_Required work:_ For each line of the listing that contains "wooden", make a copy and return it.

_Study material:_
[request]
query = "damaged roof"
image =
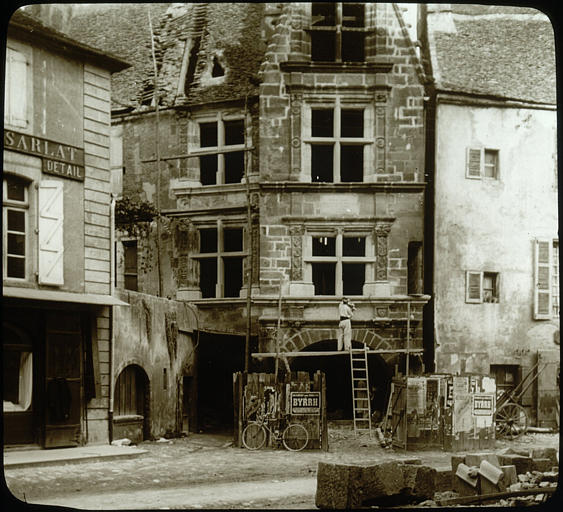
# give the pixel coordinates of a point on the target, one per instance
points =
(204, 52)
(505, 52)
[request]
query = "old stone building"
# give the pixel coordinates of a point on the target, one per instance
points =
(286, 154)
(56, 207)
(493, 150)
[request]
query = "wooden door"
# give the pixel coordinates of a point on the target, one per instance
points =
(63, 390)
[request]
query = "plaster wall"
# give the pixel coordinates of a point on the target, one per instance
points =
(157, 335)
(490, 225)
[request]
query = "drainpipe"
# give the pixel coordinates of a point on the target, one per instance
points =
(112, 293)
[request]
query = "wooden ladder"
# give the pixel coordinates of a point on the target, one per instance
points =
(360, 390)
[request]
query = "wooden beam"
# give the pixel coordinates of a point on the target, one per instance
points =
(260, 355)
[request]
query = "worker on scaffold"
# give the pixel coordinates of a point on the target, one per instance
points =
(346, 311)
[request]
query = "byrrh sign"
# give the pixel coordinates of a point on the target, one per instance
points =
(58, 159)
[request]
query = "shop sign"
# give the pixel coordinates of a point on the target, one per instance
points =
(308, 402)
(58, 159)
(483, 404)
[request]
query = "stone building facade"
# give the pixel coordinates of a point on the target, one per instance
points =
(57, 295)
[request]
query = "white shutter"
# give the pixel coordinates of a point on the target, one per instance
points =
(473, 287)
(474, 163)
(51, 248)
(542, 280)
(15, 113)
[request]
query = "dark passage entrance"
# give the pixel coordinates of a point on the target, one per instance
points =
(219, 356)
(338, 379)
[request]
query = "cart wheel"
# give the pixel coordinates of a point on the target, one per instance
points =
(511, 421)
(253, 436)
(295, 437)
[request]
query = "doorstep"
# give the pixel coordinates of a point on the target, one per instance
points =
(33, 457)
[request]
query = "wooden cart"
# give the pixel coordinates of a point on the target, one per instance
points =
(511, 419)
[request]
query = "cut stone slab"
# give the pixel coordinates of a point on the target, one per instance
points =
(541, 465)
(523, 464)
(475, 459)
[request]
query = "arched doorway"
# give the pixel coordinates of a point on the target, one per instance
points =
(338, 378)
(131, 405)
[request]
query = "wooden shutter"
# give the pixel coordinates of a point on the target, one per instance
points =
(474, 167)
(51, 247)
(542, 281)
(473, 286)
(15, 112)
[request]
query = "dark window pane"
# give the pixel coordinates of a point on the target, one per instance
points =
(353, 15)
(232, 239)
(208, 240)
(354, 246)
(131, 282)
(16, 267)
(323, 46)
(16, 189)
(323, 14)
(207, 277)
(353, 278)
(16, 220)
(324, 246)
(234, 132)
(234, 167)
(353, 46)
(16, 244)
(208, 134)
(351, 163)
(322, 163)
(322, 122)
(208, 169)
(232, 277)
(323, 278)
(352, 123)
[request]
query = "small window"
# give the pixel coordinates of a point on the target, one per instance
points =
(130, 255)
(482, 163)
(482, 287)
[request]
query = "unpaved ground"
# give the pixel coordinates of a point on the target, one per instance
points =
(206, 471)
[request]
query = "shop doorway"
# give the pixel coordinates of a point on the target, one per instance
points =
(218, 358)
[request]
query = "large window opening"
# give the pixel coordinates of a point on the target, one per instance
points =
(337, 144)
(337, 32)
(338, 264)
(221, 261)
(225, 141)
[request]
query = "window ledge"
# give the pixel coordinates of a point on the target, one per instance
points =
(381, 65)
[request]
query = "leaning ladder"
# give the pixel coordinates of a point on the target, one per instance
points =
(360, 390)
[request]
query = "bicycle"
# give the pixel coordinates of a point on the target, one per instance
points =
(294, 436)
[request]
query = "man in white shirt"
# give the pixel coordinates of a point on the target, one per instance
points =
(346, 311)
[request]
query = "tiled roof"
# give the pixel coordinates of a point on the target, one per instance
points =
(506, 55)
(231, 30)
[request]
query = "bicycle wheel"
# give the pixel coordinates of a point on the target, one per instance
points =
(253, 436)
(295, 437)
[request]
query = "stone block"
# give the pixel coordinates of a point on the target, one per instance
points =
(545, 453)
(542, 465)
(523, 464)
(509, 474)
(475, 459)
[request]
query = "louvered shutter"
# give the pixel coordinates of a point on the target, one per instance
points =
(474, 164)
(15, 113)
(51, 248)
(542, 288)
(474, 287)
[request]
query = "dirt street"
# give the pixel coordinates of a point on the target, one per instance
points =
(206, 471)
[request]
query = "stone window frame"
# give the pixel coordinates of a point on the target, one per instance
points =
(194, 144)
(16, 206)
(339, 233)
(338, 102)
(220, 225)
(338, 28)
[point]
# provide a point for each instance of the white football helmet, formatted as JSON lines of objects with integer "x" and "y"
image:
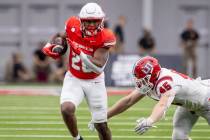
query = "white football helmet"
{"x": 92, "y": 18}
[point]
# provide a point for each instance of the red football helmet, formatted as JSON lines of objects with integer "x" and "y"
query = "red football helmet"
{"x": 92, "y": 18}
{"x": 146, "y": 72}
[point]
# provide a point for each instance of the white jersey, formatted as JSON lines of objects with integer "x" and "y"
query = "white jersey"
{"x": 193, "y": 94}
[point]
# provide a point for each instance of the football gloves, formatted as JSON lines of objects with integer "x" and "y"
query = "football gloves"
{"x": 74, "y": 46}
{"x": 47, "y": 50}
{"x": 143, "y": 125}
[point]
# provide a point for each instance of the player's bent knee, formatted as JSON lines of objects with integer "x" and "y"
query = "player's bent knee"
{"x": 99, "y": 116}
{"x": 67, "y": 108}
{"x": 179, "y": 134}
{"x": 101, "y": 127}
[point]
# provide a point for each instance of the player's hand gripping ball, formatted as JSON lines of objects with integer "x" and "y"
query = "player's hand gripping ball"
{"x": 60, "y": 45}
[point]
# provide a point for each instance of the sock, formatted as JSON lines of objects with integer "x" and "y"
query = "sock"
{"x": 77, "y": 137}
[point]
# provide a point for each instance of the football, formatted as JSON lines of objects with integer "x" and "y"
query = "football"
{"x": 61, "y": 45}
{"x": 58, "y": 49}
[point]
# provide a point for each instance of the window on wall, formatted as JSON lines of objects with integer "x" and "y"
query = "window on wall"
{"x": 10, "y": 23}
{"x": 37, "y": 21}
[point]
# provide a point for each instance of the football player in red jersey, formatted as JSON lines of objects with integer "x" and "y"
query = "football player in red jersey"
{"x": 89, "y": 49}
{"x": 167, "y": 87}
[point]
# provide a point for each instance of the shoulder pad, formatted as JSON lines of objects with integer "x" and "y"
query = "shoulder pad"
{"x": 109, "y": 38}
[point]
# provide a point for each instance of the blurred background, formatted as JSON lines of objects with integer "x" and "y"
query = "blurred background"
{"x": 174, "y": 31}
{"x": 26, "y": 25}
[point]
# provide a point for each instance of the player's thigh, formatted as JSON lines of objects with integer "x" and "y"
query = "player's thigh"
{"x": 183, "y": 122}
{"x": 96, "y": 96}
{"x": 71, "y": 90}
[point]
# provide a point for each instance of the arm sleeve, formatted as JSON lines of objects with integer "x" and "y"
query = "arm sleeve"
{"x": 109, "y": 38}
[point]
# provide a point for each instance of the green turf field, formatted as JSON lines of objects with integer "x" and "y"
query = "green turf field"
{"x": 38, "y": 118}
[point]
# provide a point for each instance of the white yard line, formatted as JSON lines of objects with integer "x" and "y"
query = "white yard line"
{"x": 92, "y": 136}
{"x": 56, "y": 108}
{"x": 85, "y": 123}
{"x": 83, "y": 129}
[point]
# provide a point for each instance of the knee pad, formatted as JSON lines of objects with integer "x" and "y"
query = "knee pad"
{"x": 99, "y": 116}
{"x": 179, "y": 134}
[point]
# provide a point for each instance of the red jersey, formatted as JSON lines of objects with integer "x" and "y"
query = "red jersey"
{"x": 88, "y": 45}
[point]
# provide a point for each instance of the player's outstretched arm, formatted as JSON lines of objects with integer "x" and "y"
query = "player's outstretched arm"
{"x": 124, "y": 103}
{"x": 162, "y": 106}
{"x": 144, "y": 124}
{"x": 48, "y": 48}
{"x": 98, "y": 61}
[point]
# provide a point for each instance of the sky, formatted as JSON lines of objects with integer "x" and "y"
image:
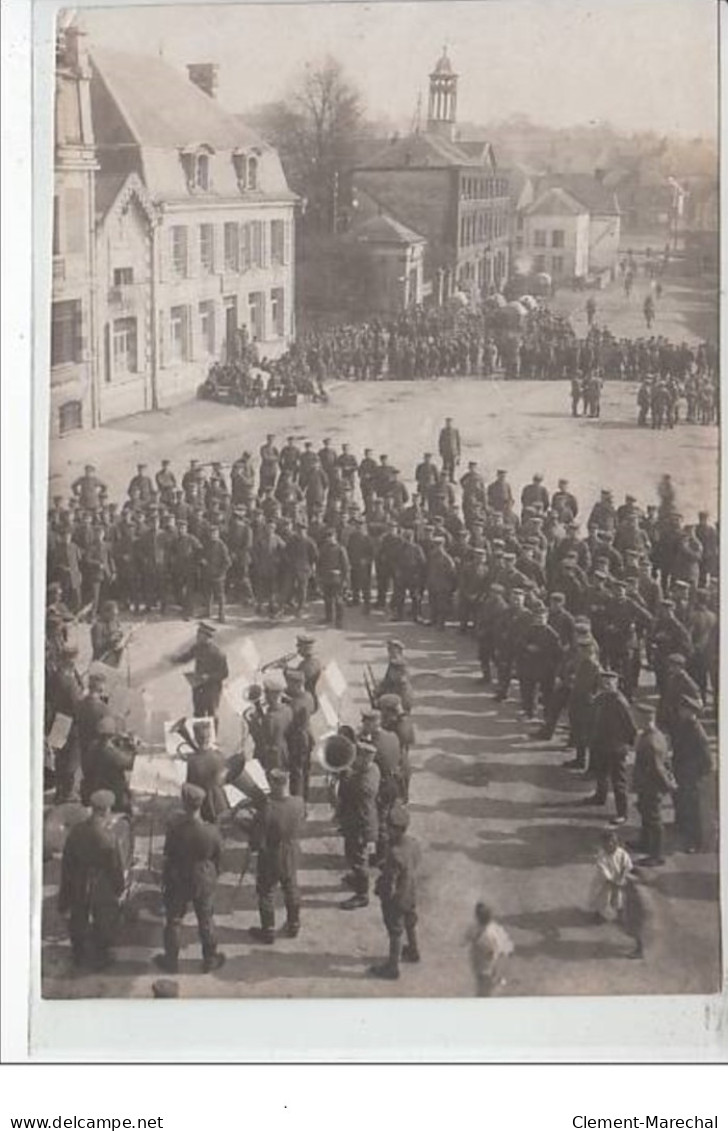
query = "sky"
{"x": 635, "y": 63}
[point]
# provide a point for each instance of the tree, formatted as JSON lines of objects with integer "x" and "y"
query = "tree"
{"x": 314, "y": 131}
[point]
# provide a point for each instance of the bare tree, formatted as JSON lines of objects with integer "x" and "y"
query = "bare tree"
{"x": 314, "y": 130}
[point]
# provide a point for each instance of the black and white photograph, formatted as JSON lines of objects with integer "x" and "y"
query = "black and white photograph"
{"x": 380, "y": 545}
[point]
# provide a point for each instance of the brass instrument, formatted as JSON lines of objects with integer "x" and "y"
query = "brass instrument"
{"x": 280, "y": 663}
{"x": 335, "y": 752}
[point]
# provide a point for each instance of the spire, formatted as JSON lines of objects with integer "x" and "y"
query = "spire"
{"x": 443, "y": 97}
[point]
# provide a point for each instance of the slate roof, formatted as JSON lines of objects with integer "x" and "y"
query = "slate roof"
{"x": 422, "y": 150}
{"x": 384, "y": 230}
{"x": 163, "y": 109}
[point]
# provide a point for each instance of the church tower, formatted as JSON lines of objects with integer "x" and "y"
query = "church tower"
{"x": 443, "y": 98}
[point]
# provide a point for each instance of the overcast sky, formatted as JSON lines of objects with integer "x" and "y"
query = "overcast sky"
{"x": 637, "y": 63}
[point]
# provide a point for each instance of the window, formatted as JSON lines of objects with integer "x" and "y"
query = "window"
{"x": 257, "y": 308}
{"x": 240, "y": 164}
{"x": 123, "y": 276}
{"x": 207, "y": 249}
{"x": 70, "y": 416}
{"x": 202, "y": 172}
{"x": 257, "y": 243}
{"x": 277, "y": 311}
{"x": 178, "y": 334}
{"x": 207, "y": 327}
{"x": 232, "y": 248}
{"x": 124, "y": 338}
{"x": 66, "y": 333}
{"x": 277, "y": 241}
{"x": 178, "y": 235}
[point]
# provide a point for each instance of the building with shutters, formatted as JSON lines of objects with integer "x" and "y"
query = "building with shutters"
{"x": 74, "y": 299}
{"x": 194, "y": 226}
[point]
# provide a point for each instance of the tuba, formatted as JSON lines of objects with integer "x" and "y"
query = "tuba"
{"x": 335, "y": 752}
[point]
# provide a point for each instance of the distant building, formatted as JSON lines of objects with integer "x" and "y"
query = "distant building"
{"x": 568, "y": 225}
{"x": 395, "y": 259}
{"x": 74, "y": 307}
{"x": 449, "y": 191}
{"x": 194, "y": 222}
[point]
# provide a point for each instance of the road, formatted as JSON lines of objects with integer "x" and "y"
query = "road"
{"x": 496, "y": 814}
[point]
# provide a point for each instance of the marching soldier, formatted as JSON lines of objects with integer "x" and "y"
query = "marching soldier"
{"x": 275, "y": 837}
{"x": 356, "y": 810}
{"x": 300, "y": 739}
{"x": 613, "y": 733}
{"x": 192, "y": 858}
{"x": 210, "y": 672}
{"x": 397, "y": 889}
{"x": 310, "y": 665}
{"x": 92, "y": 885}
{"x": 107, "y": 636}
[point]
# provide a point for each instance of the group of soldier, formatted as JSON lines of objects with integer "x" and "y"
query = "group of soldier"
{"x": 573, "y": 616}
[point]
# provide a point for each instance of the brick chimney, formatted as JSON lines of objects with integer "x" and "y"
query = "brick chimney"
{"x": 205, "y": 76}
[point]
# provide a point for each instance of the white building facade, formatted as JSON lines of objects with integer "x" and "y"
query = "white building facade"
{"x": 194, "y": 233}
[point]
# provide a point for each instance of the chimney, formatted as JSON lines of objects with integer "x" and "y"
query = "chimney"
{"x": 205, "y": 76}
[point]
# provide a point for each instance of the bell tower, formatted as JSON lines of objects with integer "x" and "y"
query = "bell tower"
{"x": 442, "y": 111}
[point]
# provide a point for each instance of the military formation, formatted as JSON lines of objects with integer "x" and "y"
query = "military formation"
{"x": 570, "y": 606}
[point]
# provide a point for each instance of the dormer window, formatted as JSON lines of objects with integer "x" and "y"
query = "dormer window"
{"x": 196, "y": 164}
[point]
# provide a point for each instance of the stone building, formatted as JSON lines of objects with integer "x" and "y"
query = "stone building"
{"x": 74, "y": 300}
{"x": 196, "y": 233}
{"x": 449, "y": 191}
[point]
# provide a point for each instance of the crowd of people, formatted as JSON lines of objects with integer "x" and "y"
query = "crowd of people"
{"x": 571, "y": 606}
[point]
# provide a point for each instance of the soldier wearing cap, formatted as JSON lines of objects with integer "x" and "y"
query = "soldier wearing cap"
{"x": 397, "y": 889}
{"x": 210, "y": 672}
{"x": 143, "y": 485}
{"x": 300, "y": 739}
{"x": 488, "y": 613}
{"x": 535, "y": 493}
{"x": 310, "y": 665}
{"x": 395, "y": 719}
{"x": 389, "y": 761}
{"x": 192, "y": 858}
{"x": 651, "y": 782}
{"x": 449, "y": 448}
{"x": 275, "y": 836}
{"x": 692, "y": 766}
{"x": 511, "y": 629}
{"x": 107, "y": 635}
{"x": 612, "y": 734}
{"x": 537, "y": 662}
{"x": 87, "y": 489}
{"x": 65, "y": 693}
{"x": 334, "y": 578}
{"x": 92, "y": 883}
{"x": 206, "y": 769}
{"x": 356, "y": 813}
{"x": 275, "y": 725}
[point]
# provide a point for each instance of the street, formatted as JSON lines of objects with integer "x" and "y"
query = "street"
{"x": 495, "y": 813}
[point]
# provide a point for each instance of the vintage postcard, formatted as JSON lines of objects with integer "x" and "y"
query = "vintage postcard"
{"x": 381, "y": 529}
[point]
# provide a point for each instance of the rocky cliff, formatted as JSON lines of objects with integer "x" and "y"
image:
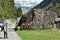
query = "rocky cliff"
{"x": 39, "y": 17}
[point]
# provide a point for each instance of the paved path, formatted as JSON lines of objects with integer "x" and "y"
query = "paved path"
{"x": 12, "y": 35}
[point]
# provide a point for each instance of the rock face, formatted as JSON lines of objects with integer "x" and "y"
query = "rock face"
{"x": 38, "y": 19}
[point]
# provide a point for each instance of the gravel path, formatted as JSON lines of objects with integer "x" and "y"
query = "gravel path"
{"x": 12, "y": 35}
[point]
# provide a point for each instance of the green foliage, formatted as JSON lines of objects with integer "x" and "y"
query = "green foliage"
{"x": 7, "y": 9}
{"x": 39, "y": 34}
{"x": 57, "y": 10}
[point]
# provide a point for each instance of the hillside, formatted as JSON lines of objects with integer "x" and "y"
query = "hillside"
{"x": 7, "y": 9}
{"x": 52, "y": 5}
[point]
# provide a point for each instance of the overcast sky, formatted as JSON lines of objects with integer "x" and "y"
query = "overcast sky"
{"x": 16, "y": 1}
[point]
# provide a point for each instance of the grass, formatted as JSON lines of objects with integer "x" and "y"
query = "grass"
{"x": 39, "y": 34}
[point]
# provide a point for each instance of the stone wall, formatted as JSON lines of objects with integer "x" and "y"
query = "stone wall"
{"x": 38, "y": 19}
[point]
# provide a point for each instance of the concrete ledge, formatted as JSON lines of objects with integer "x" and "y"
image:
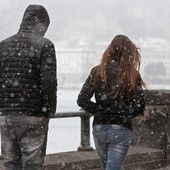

_Exercise output:_
query = "wooden door"
query = "wooden ladder"
query = "wooden beam"
query = "wooden cart"
query = "wooden shutter"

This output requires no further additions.